EXCERTO DO DOCUMENTO »
****************

Faces de Eva. Estudos sobre a Mulher  no.46 Lisboa dic. 2021  Epub 04-Feb-2022

https://doi.org/10.34619/czfa-szw5 

Recensões

Ramos, A., Cachola, A. C., Silveira, A., Bonnin A., Alfaro, C., Rosendo, C., Diserens, C., …, Maia, T. (2021). Tudo o que eu quero: Artistas portuguesas de 1900 a 2020. Fundação Calouste Gulbenkian; Imprensa Nacional-Casa da Moeda (336 pp.)

1iUniversidade NOVA de Lisboa, Faculdade de Ciências Sociais e Humanas, Centro Interdisciplinar de Ciências Sociais (CICS.NOVA), Faces de Eva. Estudos sobre a Mulher, 1069-061 Lisboa, Portugal


Tudo o que eu quero. Artistas portuguesas de 1900 a 2020 é uma obra editada por altura da exposição homónima que esteve patente entre 2 de Junho e 23 de Agosto de 2021, no Museu Calouste Gulbenkian, revisitando obras de 40 artistas portuguesas de referência em diferentes áreas como pintura, escultura, desenho, cerâmica, instalação, vídeo, fotografia.

Abrangendo o período temporal desde o início do século XX até à actualidade, esta exposição e publicação propõem, como fica explícito, no ensaio introdutório de Helena de Freitas e Bruno Marchand, curadores da mostra, uma reflexão sobre o “histórico apagamento a que as artistas mulheres e as suas produções estiveram desde sempre sujeitas” (p. 25). Esta reparação histórica sobre a falta de inscrição das mulheres artistas nos cânones artísticos constitui o seu objectivo central, pretendendo contribuir para a construção da História da “arte sem história” (Vicente, 2012).

****************

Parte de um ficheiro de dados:
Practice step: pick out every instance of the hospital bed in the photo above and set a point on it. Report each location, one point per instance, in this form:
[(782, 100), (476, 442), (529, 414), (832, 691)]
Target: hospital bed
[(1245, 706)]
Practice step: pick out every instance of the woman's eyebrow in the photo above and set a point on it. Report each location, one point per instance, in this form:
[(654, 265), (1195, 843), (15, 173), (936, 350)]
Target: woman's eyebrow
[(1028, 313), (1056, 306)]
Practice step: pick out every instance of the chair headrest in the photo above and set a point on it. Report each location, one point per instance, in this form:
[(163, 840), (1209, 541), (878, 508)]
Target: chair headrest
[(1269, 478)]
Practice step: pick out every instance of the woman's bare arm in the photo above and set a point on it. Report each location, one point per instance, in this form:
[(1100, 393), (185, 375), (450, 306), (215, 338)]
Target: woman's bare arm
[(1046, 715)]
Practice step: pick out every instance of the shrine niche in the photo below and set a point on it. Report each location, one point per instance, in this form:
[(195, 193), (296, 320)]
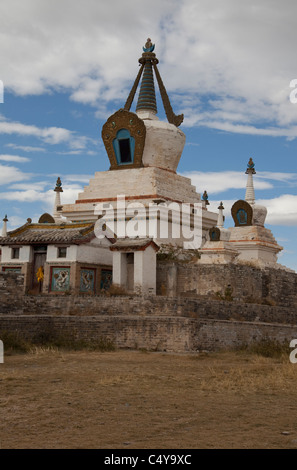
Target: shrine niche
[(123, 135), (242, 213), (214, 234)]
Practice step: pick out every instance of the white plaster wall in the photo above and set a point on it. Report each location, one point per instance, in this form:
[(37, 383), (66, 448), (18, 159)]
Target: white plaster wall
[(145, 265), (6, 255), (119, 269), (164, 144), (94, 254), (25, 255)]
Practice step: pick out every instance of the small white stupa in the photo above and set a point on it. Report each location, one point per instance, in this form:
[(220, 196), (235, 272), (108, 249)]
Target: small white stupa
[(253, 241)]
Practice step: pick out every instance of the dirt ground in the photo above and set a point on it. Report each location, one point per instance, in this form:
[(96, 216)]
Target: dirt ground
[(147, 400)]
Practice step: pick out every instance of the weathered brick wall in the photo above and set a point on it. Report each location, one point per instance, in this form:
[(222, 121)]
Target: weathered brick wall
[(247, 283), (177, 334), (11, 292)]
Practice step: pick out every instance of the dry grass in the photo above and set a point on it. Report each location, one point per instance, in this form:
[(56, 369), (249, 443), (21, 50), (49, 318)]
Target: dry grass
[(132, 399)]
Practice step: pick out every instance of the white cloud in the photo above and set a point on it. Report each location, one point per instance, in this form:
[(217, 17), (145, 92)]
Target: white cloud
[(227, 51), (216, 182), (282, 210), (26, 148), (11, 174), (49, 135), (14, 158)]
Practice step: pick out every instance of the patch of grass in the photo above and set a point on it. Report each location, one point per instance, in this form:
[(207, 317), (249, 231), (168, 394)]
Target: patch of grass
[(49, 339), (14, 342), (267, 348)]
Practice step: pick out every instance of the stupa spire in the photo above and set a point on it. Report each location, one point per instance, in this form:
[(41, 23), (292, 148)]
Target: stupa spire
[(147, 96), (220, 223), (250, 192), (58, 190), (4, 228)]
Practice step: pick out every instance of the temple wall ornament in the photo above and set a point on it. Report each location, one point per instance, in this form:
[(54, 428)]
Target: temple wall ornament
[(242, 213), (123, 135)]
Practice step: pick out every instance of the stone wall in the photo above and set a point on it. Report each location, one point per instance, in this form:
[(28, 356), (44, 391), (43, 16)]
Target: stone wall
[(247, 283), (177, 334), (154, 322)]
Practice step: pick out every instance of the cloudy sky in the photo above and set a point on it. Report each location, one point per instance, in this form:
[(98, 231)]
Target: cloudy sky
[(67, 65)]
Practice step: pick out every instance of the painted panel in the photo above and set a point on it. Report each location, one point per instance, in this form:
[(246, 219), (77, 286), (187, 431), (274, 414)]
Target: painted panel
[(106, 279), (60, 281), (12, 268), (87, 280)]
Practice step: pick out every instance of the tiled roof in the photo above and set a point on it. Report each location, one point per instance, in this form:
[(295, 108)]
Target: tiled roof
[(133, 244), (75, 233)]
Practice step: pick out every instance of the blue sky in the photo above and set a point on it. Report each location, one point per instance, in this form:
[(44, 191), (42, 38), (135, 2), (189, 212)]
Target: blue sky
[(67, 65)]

****************

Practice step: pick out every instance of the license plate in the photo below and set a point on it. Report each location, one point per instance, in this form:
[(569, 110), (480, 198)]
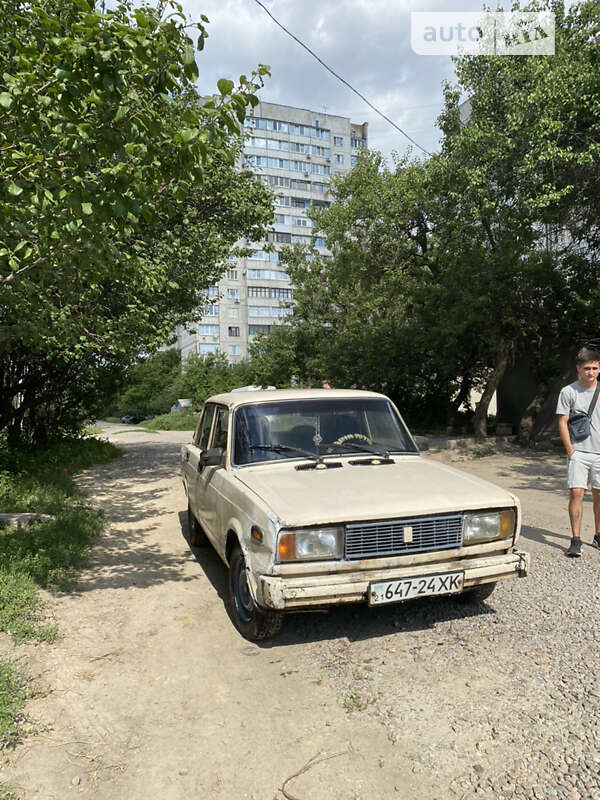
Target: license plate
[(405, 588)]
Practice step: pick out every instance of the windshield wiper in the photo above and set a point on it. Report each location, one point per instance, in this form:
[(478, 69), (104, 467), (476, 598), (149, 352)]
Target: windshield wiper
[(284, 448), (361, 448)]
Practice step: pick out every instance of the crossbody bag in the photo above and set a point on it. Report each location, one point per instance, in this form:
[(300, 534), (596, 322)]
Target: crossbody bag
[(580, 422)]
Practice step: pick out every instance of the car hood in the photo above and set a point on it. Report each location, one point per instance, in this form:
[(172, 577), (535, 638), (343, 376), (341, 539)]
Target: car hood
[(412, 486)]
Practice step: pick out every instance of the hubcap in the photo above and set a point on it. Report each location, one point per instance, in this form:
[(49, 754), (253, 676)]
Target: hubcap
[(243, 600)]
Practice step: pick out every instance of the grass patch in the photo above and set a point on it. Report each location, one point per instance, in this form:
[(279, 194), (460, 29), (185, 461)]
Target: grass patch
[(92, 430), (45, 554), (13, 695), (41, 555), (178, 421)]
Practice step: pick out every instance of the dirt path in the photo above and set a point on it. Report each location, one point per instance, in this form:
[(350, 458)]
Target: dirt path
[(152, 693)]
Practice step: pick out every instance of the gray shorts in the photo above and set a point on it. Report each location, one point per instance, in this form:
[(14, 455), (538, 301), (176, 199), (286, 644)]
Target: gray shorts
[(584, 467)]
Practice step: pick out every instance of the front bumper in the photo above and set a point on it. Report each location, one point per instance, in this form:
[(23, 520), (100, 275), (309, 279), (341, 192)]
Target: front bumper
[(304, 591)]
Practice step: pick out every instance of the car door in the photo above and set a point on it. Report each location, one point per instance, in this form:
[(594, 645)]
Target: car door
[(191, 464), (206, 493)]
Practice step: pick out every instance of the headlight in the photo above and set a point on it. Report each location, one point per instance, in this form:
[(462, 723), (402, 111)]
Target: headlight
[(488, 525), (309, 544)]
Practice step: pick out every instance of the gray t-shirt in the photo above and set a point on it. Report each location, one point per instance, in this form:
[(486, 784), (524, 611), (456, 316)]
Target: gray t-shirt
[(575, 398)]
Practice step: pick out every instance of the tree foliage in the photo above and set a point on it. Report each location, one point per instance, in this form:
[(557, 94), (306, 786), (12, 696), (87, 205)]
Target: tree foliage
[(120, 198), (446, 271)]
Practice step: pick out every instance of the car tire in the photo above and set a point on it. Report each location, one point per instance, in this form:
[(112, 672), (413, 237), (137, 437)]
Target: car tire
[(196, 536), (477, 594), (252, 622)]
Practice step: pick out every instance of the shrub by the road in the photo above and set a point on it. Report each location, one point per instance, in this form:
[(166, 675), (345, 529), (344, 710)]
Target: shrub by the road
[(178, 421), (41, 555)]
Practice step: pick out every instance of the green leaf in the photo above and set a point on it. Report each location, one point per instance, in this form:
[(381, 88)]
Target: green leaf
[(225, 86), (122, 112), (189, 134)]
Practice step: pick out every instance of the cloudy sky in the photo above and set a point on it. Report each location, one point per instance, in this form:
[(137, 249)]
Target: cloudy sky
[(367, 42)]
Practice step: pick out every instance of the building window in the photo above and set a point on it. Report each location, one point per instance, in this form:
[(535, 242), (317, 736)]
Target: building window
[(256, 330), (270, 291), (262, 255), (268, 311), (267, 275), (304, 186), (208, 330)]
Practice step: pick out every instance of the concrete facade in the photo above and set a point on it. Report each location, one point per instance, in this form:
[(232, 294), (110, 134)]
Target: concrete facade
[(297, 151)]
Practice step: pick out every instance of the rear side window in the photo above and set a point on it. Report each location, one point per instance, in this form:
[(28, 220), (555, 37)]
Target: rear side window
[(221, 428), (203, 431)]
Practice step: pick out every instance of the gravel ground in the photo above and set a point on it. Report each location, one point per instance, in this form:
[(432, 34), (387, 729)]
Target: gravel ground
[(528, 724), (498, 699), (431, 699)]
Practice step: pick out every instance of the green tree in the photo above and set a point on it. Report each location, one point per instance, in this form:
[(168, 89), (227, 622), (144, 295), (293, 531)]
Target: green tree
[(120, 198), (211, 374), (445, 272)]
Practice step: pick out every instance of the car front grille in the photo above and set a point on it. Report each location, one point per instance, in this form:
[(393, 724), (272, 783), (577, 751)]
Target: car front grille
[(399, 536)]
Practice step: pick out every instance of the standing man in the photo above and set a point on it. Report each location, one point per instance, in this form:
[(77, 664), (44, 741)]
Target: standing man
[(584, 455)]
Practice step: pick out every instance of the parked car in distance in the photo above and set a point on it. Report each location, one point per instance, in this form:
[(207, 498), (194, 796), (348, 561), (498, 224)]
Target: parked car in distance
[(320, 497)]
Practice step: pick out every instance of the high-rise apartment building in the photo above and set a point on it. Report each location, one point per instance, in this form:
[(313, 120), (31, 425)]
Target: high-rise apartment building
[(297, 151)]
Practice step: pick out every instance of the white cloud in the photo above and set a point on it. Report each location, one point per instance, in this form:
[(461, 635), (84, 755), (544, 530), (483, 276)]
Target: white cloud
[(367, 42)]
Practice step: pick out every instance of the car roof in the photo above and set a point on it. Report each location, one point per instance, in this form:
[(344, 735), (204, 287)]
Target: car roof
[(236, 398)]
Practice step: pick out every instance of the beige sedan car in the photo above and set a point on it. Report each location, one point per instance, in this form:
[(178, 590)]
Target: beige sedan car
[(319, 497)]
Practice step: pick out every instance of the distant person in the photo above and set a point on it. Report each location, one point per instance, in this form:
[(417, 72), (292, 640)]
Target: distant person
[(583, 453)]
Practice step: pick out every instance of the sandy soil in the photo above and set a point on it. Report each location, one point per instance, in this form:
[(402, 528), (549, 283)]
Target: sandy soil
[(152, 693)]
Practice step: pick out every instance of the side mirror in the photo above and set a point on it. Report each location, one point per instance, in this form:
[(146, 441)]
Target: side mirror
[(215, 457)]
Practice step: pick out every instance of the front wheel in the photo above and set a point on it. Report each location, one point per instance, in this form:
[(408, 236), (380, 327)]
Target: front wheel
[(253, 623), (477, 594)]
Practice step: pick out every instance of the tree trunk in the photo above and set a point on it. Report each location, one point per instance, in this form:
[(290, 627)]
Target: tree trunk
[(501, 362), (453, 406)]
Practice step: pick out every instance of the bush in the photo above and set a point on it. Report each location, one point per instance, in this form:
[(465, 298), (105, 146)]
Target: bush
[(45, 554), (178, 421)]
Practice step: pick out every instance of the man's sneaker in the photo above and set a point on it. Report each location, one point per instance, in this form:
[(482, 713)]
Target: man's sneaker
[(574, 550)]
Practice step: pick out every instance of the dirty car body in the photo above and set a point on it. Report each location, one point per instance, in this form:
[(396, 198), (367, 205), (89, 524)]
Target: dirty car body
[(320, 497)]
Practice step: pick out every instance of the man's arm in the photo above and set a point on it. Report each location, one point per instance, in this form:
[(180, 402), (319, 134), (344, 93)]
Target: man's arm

****************

TAREFAS PROPOSTAS »
• 1. Reproduza integralmente o excerto da recensão apresentado acima, sem qualquer alteração.
• 2. Indique apenas o número de linhas dos dados acima que contêm a palavra "bare", distinguindo maiúsculas de minúsculas.

RESPOSTAS POR ORDEM »
• 1.
Faces de Eva. Estudos sobre a Mulher  no.46 Lisboa dic. 2021  Epub 04-Feb-2022

https://doi.org/10.34619/czfa-szw5 

Recensões

Ramos, A., Cachola, A. C., Silveira, A., Bonnin A., Alfaro, C., Rosendo, C., Diserens, C., …, Maia, T. (2021). Tudo o que eu quero: Artistas portuguesas de 1900 a 2020. Fundação Calouste Gulbenkian; Imprensa Nacional-Casa da Moeda (336 pp.)

1iUniversidade NOVA de Lisboa, Faculdade de Ciências Sociais e Humanas, Centro Interdisciplinar de Ciências Sociais (CICS.NOVA), Faces de Eva. Estudos sobre a Mulher, 1069-061 Lisboa, Portugal


Tudo o que eu quero. Artistas portuguesas de 1900 a 2020 é uma obra editada por altura da exposição homónima que esteve patente entre 2 de Junho e 23 de Agosto de 2021, no Museu Calouste Gulbenkian, revisitando obras de 40 artistas portuguesas de referência em diferentes áreas como pintura, escultura, desenho, cerâmica, instalação, vídeo, fotografia.

Abrangendo o período temporal desde o início do século XX até à actualidade, esta exposição e publicação propõem, como fica explícito, no ensaio introdutório de Helena de Freitas e Bruno Marchand, curadores da mostra, uma reflexão sobre o “histórico apagamento a que as artistas mulheres e as suas produções estiveram desde sempre sujeitas” (p. 25). Esta reparação histórica sobre a falta de inscrição das mulheres artistas nos cânones artísticos constitui o seu objectivo central, pretendendo contribuir para a construção da História da “arte sem história” (Vicente, 2012).

• 2. 2